» Opdrachten:
**1.** Vertaal deze zin uit de uitspraak over het Europees aanhoudingsbevel naar het Engels: "De rechtbank heeft vastgesteld dat het EAB voldoet aan de eisen van de OLW en dat er geen weigeringsgronden zijn die de overlevering in de weg staan."
**2.** Schrijf de uitspraak over het Europees aanhoudingsbevel verder, te beginnen na de laatste zin die wordt getoond.

» Te lezen fragment:
ECLI:NL:RBAMS:2023:4418

Rechtbank Amsterdam

Datum uitspraak
21 juni 2023
Publicatiedatum
12 juli 2023
Zaaknummer
13/095001-23
Instantie
Rechtbank Amsterdam
Type
Uitspraak
Procedures
  • Eerste en enige aanleg
Vindplaatsen
  • Rechtspraak.nl
AI samenvatting door LexboostAutomatisch gegenereerd

Toestemming voor overlevering op basis van Europees aanhoudingsbevel met betrekking tot kinderalimentatie

Op 21 juni 2023 heeft de Rechtbank Amsterdam uitspraak gedaan in een zaak betreffende een Europees aanhoudingsbevel (EAB) dat was uitgevaardigd door de District Court in Zamość, Polen. De zaak betreft de overlevering van een opgeëiste persoon, geboren in Polen, die gedetineerd is in Nederland. De officier van justitie had op 13 april 2023 verzocht om de behandeling van het EAB. Tijdens de zitting op 7 juni 2023 was de opgeëiste persoon aanwezig, bijgestaan door zijn raadsman en een tolk. De rechtbank heeft de termijn voor uitspraak verlengd op basis van de Overleveringswet (OLW).

De rechtbank heeft vastgesteld dat het EAB voldoet aan de eisen van de OLW en dat er geen weigeringsgronden zijn die de overlevering in de weg staan. De verdediging voerde aan dat de dagvaarding niet correct was betekend, maar de rechtbank verwierp dit verweer. Ook werd betoogd dat het feit waarvoor de opgeëiste persoon was veroordeeld, het niet betalen van kinderalimentatie, niet strafbaar is in Nederland. De rechtbank oordeelde echter dat er onvoldoende aanknopingspunten zijn met de Nederlandse rechtsorde en dat een weigering zou leiden tot straffeloosheid.

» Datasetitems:
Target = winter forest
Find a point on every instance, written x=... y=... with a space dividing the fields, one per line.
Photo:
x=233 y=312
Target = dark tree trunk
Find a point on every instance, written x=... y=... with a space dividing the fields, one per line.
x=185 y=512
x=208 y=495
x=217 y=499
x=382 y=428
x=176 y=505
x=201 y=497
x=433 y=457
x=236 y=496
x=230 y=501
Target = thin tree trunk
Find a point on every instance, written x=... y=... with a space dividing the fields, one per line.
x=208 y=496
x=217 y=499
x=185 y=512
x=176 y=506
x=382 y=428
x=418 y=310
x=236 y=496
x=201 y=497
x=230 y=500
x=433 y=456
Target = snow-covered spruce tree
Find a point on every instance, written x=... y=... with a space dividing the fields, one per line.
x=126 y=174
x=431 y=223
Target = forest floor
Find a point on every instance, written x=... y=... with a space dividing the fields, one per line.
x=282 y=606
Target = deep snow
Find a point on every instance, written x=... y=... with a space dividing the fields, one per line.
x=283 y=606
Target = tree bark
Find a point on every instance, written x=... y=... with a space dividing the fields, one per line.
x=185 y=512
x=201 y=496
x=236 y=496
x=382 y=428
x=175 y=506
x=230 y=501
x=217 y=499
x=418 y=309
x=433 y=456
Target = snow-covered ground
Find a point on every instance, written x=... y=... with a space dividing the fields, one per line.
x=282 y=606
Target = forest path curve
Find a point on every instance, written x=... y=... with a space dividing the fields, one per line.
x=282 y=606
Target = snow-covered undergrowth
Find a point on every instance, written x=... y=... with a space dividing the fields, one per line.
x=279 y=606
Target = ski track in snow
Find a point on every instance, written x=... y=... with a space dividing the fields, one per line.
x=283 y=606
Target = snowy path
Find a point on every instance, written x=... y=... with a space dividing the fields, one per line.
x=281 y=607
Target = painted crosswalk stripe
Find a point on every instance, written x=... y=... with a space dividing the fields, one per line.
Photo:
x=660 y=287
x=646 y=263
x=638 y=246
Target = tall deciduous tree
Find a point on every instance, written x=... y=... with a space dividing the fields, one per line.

» Antwoorden per opdracht:
**1.** The court found that the EAB meets the requirements of the OLW and that there are no grounds for refusal that stand in the way of the surrender.

**2.**
De rechtbank concludeerde dat de overlevering niet onevenredig zou zijn, ondanks de persoonlijke omstandigheden van de opgeëiste persoon. Bovendien werd vastgesteld dat er geen reëel gevaar bestond voor schending van het recht op een eerlijk proces in Polen. De rechtbank heeft uiteindelijk de overlevering toegestaan, waarbij de relevante artikelen van de Overleveringswet zijn toegepast. De uitspraak is gedaan door een meervoudige kamer, met de voorzitter en twee rechters, en is openbaar uitgesproken.

Uitspraak

RECHTBANK AMSTERDAM
INTERNATIONALE RECHTSHULPKAMER
Parketnummer: 13/095001-23 (EAB II)
Datum uitspraak: 21 juni 2023
UITSPRAAK
op de vordering van 13 april 2023 van de officier van justitie bij deze rechtbank tot het in behandeling nemen van een Europees aanhoudingsbevel (EAB). [1]
Dit EAB is uitgevaardigd op 14 mei 2023 door
the District Court in Zamość Second Penal Division(Polen) (hierna: de uitvaardigende justitiële autoriteit) en strekt tot de aanhouding en overlevering van:
[opgeëiste persoon]
geboren in [geboorteplaats] (Polen) op [geboortedag] 1991,
zonder vaste woon- of verblijfplaats in Nederland,
gedetineerd in de Penitentiaire Inrichting [naam PI] ,
hierna ‘de opgeëiste persoon’.

1.Procesgang

De behandeling van het EAB heeft plaatsgevonden op de zitting van 7 juni 2023, in aanwezigheid van mr. G.P. Sholeh, officier van justitie. De opgeëiste persoon is verschenen en bijgestaan door zijn raadsman, mr. S. de Goede, advocaat te Breda, en door een tolk in de Poolse taal.
De rechtbank heeft de termijn waarbinnen zij op grond van de Overleveringswet (OLW) uitspraak moet doen over de verzochte overlevering met 30 dagen verlengd. [2]

2.Identiteit van de opgeëiste persoon

Ter zitting heeft de opgeëiste persoon verklaard dat de bovenvermelde persoonsgegevens juist zijn en dat hij de Poolse nationaliteit heeft.

3.Grondslag en inhoud van het EAB

Het EAB vermeldt een
sentence of the Regional Court of Hrubieszów, second penal division, of 2 March 2020(referentienummer II K 54/20).
De overlevering wordt verzocht ten behoeve van de tenuitvoerlegging van een vrijheidsstraf voor de duur van vier maanden, door de opgeëiste persoon te ondergaan op het grondgebied van de uitvaardigende lidstaat. De vrijheidsstraf is aan de opgeëiste persoon opgelegd bij het hiervoor genoemde vonnis.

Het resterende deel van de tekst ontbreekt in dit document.